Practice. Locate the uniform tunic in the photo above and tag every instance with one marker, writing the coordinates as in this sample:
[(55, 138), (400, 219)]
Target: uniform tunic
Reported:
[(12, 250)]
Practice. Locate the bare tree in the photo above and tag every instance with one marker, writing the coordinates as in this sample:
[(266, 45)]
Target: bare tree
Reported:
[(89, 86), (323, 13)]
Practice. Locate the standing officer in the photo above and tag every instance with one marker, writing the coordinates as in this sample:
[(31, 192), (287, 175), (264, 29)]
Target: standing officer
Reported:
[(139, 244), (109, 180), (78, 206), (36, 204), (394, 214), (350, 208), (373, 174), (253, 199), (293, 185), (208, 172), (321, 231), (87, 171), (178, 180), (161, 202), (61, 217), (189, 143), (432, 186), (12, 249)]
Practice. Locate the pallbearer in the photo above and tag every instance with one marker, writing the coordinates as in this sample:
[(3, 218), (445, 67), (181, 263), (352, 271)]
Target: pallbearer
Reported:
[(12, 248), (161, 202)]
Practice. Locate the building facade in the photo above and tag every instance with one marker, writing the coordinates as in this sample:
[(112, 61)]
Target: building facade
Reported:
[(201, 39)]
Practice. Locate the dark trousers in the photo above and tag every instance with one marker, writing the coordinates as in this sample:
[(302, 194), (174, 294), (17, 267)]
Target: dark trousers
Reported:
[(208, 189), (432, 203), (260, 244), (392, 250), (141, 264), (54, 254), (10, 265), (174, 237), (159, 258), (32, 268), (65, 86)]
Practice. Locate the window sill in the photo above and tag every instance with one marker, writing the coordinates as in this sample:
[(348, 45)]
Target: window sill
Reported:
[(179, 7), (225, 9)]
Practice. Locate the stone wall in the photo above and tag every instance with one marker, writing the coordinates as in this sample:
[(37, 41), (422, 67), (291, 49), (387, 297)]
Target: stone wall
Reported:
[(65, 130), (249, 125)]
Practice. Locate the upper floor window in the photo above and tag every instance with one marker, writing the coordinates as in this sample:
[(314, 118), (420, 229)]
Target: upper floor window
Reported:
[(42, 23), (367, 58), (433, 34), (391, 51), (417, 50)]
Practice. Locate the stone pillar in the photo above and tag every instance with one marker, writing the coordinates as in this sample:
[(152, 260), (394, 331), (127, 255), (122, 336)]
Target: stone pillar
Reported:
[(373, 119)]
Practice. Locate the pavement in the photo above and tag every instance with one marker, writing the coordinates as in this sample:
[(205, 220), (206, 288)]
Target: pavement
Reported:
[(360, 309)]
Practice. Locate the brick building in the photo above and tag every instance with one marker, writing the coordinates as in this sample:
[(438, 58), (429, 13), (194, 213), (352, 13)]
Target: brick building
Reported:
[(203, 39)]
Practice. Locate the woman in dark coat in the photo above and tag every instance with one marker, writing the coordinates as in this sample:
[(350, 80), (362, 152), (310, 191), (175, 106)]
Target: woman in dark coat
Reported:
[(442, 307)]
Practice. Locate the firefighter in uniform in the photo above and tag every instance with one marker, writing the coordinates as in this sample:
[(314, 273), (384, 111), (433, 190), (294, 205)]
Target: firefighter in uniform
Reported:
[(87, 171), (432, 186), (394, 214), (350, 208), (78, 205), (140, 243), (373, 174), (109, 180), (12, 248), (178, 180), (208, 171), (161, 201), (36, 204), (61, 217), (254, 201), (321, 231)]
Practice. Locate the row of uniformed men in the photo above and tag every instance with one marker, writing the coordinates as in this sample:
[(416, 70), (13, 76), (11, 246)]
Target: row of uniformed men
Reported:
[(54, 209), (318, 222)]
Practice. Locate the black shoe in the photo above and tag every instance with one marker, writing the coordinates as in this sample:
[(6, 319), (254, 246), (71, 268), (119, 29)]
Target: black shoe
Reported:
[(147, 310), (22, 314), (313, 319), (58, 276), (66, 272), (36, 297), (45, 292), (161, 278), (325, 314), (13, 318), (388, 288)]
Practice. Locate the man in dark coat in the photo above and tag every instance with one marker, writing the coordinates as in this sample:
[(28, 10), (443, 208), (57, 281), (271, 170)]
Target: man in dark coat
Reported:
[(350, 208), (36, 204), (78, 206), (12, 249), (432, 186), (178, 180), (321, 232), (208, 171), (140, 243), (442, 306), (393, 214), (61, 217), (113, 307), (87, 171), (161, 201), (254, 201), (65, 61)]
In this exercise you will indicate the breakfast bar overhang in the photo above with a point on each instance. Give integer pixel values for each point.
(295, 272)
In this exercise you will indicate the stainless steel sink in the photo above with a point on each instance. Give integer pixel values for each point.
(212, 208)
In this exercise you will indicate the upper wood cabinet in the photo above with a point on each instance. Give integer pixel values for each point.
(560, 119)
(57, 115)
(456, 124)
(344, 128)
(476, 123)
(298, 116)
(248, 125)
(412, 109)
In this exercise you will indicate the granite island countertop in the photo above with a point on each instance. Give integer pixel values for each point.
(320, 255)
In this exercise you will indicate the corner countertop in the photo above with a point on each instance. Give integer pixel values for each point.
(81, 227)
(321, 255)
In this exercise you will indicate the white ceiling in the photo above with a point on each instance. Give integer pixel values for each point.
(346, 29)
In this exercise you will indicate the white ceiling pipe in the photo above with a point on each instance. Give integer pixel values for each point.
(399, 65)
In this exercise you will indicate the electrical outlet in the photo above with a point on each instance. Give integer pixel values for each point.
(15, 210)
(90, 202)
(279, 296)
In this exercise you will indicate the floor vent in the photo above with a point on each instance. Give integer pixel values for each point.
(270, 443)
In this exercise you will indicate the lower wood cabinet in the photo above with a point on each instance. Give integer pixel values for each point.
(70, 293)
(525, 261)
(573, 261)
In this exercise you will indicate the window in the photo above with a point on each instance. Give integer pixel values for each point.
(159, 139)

◆ Task statement: Copy every line of the entries above in which "firefighter" occurs.

◆ Task response:
Practice. Locate the firefighter in uniform in the photo above and tag every instance with one marker, writing the coordinates as in this sample:
Target: firefighter in uniform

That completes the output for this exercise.